* JOB ITEM *
Convert the lines in the items below into a JSON list of strings, with one string per line and no blank lines. Leave the pictures out of your answer.

* DATA SECTION *
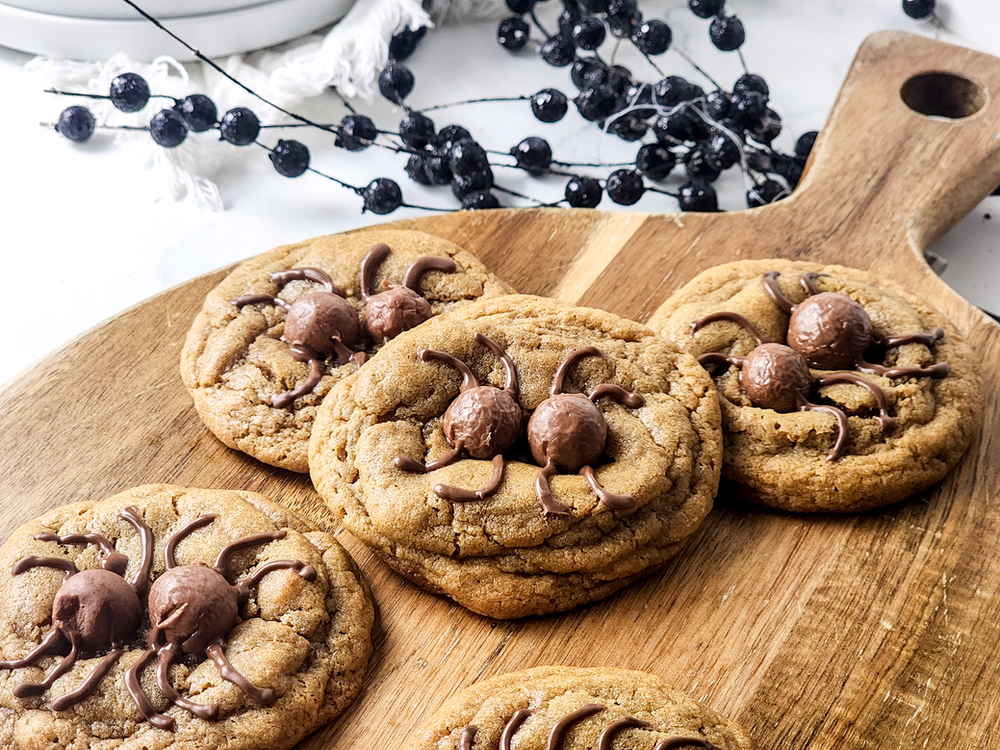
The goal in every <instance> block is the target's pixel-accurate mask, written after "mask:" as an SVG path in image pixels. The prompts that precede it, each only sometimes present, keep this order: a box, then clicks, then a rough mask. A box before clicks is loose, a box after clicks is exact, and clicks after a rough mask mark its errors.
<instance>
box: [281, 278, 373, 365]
mask: <svg viewBox="0 0 1000 750" xmlns="http://www.w3.org/2000/svg"><path fill="white" fill-rule="evenodd" d="M360 333H361V327H360V326H359V325H358V313H357V311H356V310H355V309H354V308H353V307H351V304H350V303H349V302H348V301H347V300H345V299H344V298H343V297H341V296H340V295H339V294H334V293H333V292H326V291H323V292H312V293H310V294H307V295H306V296H304V297H300V298H299V299H297V300H295V302H293V303H292V304H291V306H290V308H289V310H288V314H287V316H286V317H285V332H284V333H283V334H282V336H281V338H282V340H283V341H284V342H285V343H287V344H288V345H289V347H290V348H291V350H292V352H293V354H294V353H295V352H296V350H300V351H304V352H312V353H315V354H317V355H319V356H318V357H317V358H322V357H326V356H329V355H330V354H333V353H334V351H336V344H337V343H341V344H344V345H345V346H353V345H354V344H355V342H357V340H358V336H359V335H360ZM307 359H308V357H307Z"/></svg>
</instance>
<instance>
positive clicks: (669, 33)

* WRITTEN SOLUTION *
[
  "The goal in every <instance> block is the target's pixel-accurate mask, written after \"mask:\" as an SVG path in image pixels. The prompts that precede it, each only sometimes present, keep this order: a box, then clicks, then a rough mask. A box before clicks is loose, a box after clicks is exact, and clicks after a rough mask mark its errors.",
  "<instance>",
  "box: [281, 278, 373, 365]",
  "mask: <svg viewBox=\"0 0 1000 750\" xmlns=\"http://www.w3.org/2000/svg\"><path fill=\"white\" fill-rule=\"evenodd\" d=\"M360 333H361V327H360V326H359V325H358V313H357V311H356V310H355V309H354V308H353V307H351V304H350V303H349V302H348V301H347V300H345V299H344V298H343V297H341V296H340V295H339V294H334V293H333V292H326V291H323V292H312V293H310V294H307V295H306V296H304V297H300V298H299V299H297V300H295V302H293V303H292V304H291V306H290V308H289V310H288V314H287V316H286V317H285V332H284V333H283V334H282V336H281V338H282V340H283V341H284V342H285V343H287V344H288V345H289V347H290V348H291V350H292V352H293V354H294V353H295V352H296V350H300V351H304V352H312V353H315V354H317V355H319V356H318V357H317V358H322V357H326V356H329V355H330V354H333V353H334V351H336V344H337V343H341V344H344V345H345V346H353V345H354V344H355V342H357V340H358V336H359V335H360ZM307 359H308V357H307Z\"/></svg>",
  "</instance>",
  "<instance>",
  "positive clicks: (669, 33)"
]